Are drugs corrupting everything we do and have?
Drugs are, first and foremost, a visual element for me. I used this motif to craft a simple and immediate narrative. The film focuses more on the concept of self-destruction that people have. I don't see this force in any one single human being, but rather in humanity as a whole. Our responsibility for this is a more global one. The film is meant as a work of philosophy; it can also be considered an act of self-sabotage. Moreover, the movie is intended to strike a balance between the tragic and the comical. It has something destabilising about it as well as something nostalgic and romantic.

How did you develop the aesthetic concept of the film?
My inspiration came from La Grande Bouffe by Marco Ferreri, to which I wanted to add a western perspective. I see the film as being akin to works by Sergio Leone and Luchino Visconti. The most beautiful parts, in my opinion, are the flashbacks that recall the atmosphere of Visconti's films. We wanted to reproduce the western aesthetics meticulously by using the right technique. We had lenses that are not used any more today and which were hard to find, but they evoke a picture that is very similar to 35 mm. The contrast between the dark and light spots was very important and was meant to bring to mind the so-called Spaghetti Western.

▶ [Information shown]
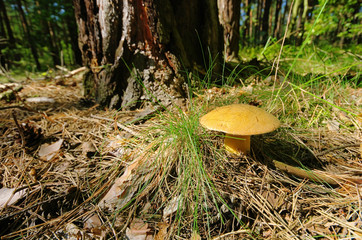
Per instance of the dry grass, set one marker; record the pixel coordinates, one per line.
(223, 196)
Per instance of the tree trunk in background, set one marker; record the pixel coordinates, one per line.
(277, 19)
(247, 26)
(48, 30)
(265, 22)
(293, 19)
(284, 19)
(137, 50)
(73, 33)
(257, 26)
(301, 22)
(5, 18)
(28, 35)
(229, 16)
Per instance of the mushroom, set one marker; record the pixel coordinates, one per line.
(239, 122)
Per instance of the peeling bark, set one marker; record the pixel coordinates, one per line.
(135, 48)
(229, 16)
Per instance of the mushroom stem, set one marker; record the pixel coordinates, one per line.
(237, 144)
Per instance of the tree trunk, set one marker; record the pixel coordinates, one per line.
(27, 34)
(10, 34)
(265, 22)
(135, 48)
(247, 27)
(229, 16)
(294, 18)
(258, 23)
(277, 19)
(73, 33)
(44, 13)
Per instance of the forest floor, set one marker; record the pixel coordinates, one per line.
(70, 170)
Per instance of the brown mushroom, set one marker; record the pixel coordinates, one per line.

▶ [Required tasks]
a. In the film interview, which work by Marco Ferreri does the speaker name as the source of inspiration?
b. Extend the film interview past its last sentence, keeping the speaker's voice.
The data have no connection to the interview about the film.

▶ [Task-by-task answers]
a. La Grande Bouffe.

b.
What was the most important element when coming up with the concept of the film?
The feature takes the form of a Greek tragedy. It also has all of the elements of it – the divine, the guilt, the catastrophe. And most importantly, the topic of love is the main focus of it. Some have said that the film is misogynistic because women are not present. But actually, it's precisely their physical absence that makes them so essential to the story. The film is a declaration of love, more specifically to my own partner. The characters have a difficult relationship with love and are constantly thinking about it.